PROVIDED RECORDS below:

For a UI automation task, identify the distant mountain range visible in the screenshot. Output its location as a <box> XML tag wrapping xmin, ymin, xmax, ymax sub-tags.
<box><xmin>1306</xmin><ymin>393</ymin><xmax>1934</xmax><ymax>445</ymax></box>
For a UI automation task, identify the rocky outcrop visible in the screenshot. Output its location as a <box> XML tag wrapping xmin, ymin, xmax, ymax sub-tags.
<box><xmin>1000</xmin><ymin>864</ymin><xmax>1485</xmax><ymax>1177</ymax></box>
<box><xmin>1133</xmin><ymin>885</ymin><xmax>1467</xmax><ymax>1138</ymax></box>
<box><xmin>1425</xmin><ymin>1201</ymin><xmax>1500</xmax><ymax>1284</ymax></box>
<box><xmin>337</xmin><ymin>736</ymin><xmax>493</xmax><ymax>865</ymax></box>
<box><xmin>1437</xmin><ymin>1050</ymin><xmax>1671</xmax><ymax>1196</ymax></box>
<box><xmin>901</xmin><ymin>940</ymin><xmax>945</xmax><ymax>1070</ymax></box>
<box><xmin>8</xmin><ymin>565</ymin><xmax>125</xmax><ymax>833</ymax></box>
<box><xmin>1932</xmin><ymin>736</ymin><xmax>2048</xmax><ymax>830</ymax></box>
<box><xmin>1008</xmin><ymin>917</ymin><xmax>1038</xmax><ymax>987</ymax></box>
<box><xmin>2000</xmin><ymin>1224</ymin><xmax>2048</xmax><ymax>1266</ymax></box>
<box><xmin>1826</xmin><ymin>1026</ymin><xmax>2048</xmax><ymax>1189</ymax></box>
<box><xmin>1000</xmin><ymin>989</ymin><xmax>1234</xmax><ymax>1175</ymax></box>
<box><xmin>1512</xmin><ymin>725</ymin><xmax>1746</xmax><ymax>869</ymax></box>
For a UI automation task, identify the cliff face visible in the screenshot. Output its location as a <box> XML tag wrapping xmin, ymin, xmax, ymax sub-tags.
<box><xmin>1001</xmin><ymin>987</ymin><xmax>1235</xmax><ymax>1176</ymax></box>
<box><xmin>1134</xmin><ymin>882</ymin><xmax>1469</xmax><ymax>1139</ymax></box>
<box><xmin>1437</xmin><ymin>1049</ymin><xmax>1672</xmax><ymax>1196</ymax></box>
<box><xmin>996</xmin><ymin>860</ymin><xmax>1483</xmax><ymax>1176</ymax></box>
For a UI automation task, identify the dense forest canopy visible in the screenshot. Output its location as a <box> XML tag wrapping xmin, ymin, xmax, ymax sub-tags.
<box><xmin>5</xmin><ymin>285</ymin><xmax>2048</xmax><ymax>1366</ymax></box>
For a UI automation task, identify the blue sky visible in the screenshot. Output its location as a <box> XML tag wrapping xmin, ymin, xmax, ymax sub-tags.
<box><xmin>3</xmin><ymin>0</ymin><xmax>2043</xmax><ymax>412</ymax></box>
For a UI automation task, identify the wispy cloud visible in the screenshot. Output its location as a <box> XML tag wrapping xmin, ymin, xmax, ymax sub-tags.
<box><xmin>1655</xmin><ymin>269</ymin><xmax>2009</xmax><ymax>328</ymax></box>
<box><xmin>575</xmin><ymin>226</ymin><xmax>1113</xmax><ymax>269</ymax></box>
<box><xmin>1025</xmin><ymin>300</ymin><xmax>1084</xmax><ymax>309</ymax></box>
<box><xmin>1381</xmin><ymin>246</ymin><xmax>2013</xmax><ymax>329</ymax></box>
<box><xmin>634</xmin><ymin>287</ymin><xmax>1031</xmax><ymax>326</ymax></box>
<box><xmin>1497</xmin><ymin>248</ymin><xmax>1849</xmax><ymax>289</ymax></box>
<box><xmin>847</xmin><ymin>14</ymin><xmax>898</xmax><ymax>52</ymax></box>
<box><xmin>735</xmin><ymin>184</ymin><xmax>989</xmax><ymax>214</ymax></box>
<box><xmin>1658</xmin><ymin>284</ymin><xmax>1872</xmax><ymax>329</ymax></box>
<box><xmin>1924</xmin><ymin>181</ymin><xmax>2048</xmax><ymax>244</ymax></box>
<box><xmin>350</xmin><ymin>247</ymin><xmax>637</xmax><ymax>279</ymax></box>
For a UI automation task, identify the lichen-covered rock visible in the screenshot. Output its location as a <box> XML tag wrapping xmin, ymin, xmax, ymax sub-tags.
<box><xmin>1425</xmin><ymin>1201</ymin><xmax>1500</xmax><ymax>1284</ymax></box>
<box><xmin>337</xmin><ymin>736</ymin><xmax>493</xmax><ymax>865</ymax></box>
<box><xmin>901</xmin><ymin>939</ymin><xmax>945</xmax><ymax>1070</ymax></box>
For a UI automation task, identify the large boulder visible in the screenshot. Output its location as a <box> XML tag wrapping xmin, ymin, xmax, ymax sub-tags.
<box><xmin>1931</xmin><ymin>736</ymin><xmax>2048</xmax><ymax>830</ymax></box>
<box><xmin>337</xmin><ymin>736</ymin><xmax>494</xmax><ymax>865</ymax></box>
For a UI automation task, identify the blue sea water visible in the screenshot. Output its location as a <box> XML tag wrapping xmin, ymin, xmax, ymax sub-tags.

End of PROVIDED RECORDS.

Everything above must be retyped. Keep each record exactly the same.

* [SOLUTION FOR THIS EXERCISE]:
For a UI automation task, identify the distant mountain range visible in the screenshot. Output its location as a <box> XML tag wrapping xmin, ymin, xmax, ymax sub-tags.
<box><xmin>1306</xmin><ymin>393</ymin><xmax>1934</xmax><ymax>445</ymax></box>
For a UI automation task, identify the rocky outcrop visible in the screenshot. Output its location as a <box> XML tag wrapping xmin, ymin, xmax, ymax sub-tags.
<box><xmin>1000</xmin><ymin>864</ymin><xmax>1485</xmax><ymax>1177</ymax></box>
<box><xmin>1133</xmin><ymin>885</ymin><xmax>1467</xmax><ymax>1138</ymax></box>
<box><xmin>1425</xmin><ymin>1201</ymin><xmax>1500</xmax><ymax>1284</ymax></box>
<box><xmin>337</xmin><ymin>736</ymin><xmax>493</xmax><ymax>865</ymax></box>
<box><xmin>1437</xmin><ymin>1050</ymin><xmax>1671</xmax><ymax>1196</ymax></box>
<box><xmin>901</xmin><ymin>940</ymin><xmax>945</xmax><ymax>1070</ymax></box>
<box><xmin>8</xmin><ymin>565</ymin><xmax>125</xmax><ymax>833</ymax></box>
<box><xmin>1932</xmin><ymin>736</ymin><xmax>2048</xmax><ymax>830</ymax></box>
<box><xmin>1008</xmin><ymin>917</ymin><xmax>1038</xmax><ymax>987</ymax></box>
<box><xmin>2000</xmin><ymin>1224</ymin><xmax>2048</xmax><ymax>1266</ymax></box>
<box><xmin>1826</xmin><ymin>1026</ymin><xmax>2048</xmax><ymax>1189</ymax></box>
<box><xmin>1000</xmin><ymin>989</ymin><xmax>1234</xmax><ymax>1175</ymax></box>
<box><xmin>1512</xmin><ymin>725</ymin><xmax>1746</xmax><ymax>869</ymax></box>
For a UI automation task, identify the cliff face visible in the screenshot. Output its location as a <box> XML tag wrapping xmin, ymin, xmax, ymax sub-tags.
<box><xmin>1001</xmin><ymin>987</ymin><xmax>1235</xmax><ymax>1176</ymax></box>
<box><xmin>1134</xmin><ymin>882</ymin><xmax>1469</xmax><ymax>1139</ymax></box>
<box><xmin>1437</xmin><ymin>1049</ymin><xmax>1672</xmax><ymax>1196</ymax></box>
<box><xmin>996</xmin><ymin>860</ymin><xmax>1483</xmax><ymax>1176</ymax></box>
For a UI automation task, identify the dense forest canopy visible in the screenshot. Output its location as a <box> XML tag wrapping xmin, ymin, xmax, ymax sub-tags.
<box><xmin>5</xmin><ymin>285</ymin><xmax>2048</xmax><ymax>1366</ymax></box>
For a UI automation task, identify the blue sky visible in the screenshot. Output its location as a <box> XML tag wrapping xmin, ymin, xmax, ymax sub-tags.
<box><xmin>3</xmin><ymin>0</ymin><xmax>2043</xmax><ymax>412</ymax></box>
For a UI automation task, identify the wispy cloud visible in the screenshot. Output its location as a <box> XML tag wrapping xmin, ymin, xmax, ymax sub-tags.
<box><xmin>1655</xmin><ymin>269</ymin><xmax>2009</xmax><ymax>328</ymax></box>
<box><xmin>575</xmin><ymin>226</ymin><xmax>1113</xmax><ymax>269</ymax></box>
<box><xmin>1025</xmin><ymin>300</ymin><xmax>1084</xmax><ymax>309</ymax></box>
<box><xmin>1381</xmin><ymin>246</ymin><xmax>2013</xmax><ymax>329</ymax></box>
<box><xmin>634</xmin><ymin>287</ymin><xmax>1031</xmax><ymax>326</ymax></box>
<box><xmin>1497</xmin><ymin>248</ymin><xmax>1849</xmax><ymax>289</ymax></box>
<box><xmin>847</xmin><ymin>14</ymin><xmax>898</xmax><ymax>52</ymax></box>
<box><xmin>735</xmin><ymin>184</ymin><xmax>989</xmax><ymax>214</ymax></box>
<box><xmin>1658</xmin><ymin>284</ymin><xmax>1872</xmax><ymax>329</ymax></box>
<box><xmin>1924</xmin><ymin>181</ymin><xmax>2048</xmax><ymax>244</ymax></box>
<box><xmin>350</xmin><ymin>247</ymin><xmax>637</xmax><ymax>279</ymax></box>
For a UI automation task, identify the lichen-covered rock visible in the screenshot. Output its location as a <box> XML tag wrapping xmin, ymin, xmax, ymax sub-tags.
<box><xmin>1425</xmin><ymin>1201</ymin><xmax>1500</xmax><ymax>1284</ymax></box>
<box><xmin>337</xmin><ymin>736</ymin><xmax>493</xmax><ymax>865</ymax></box>
<box><xmin>901</xmin><ymin>939</ymin><xmax>945</xmax><ymax>1070</ymax></box>
For a UI automation task, identify the large boulder visible in the screenshot. Output its location as a <box> XML tag wrapping xmin, ymin, xmax, ymax sub-tags.
<box><xmin>1931</xmin><ymin>736</ymin><xmax>2048</xmax><ymax>830</ymax></box>
<box><xmin>337</xmin><ymin>736</ymin><xmax>494</xmax><ymax>865</ymax></box>
For a UI automation task, identify the blue sea water visible in the screenshot. Output its location as a <box> XML tag wrapping xmin, ymin, xmax, ymax sub-tags.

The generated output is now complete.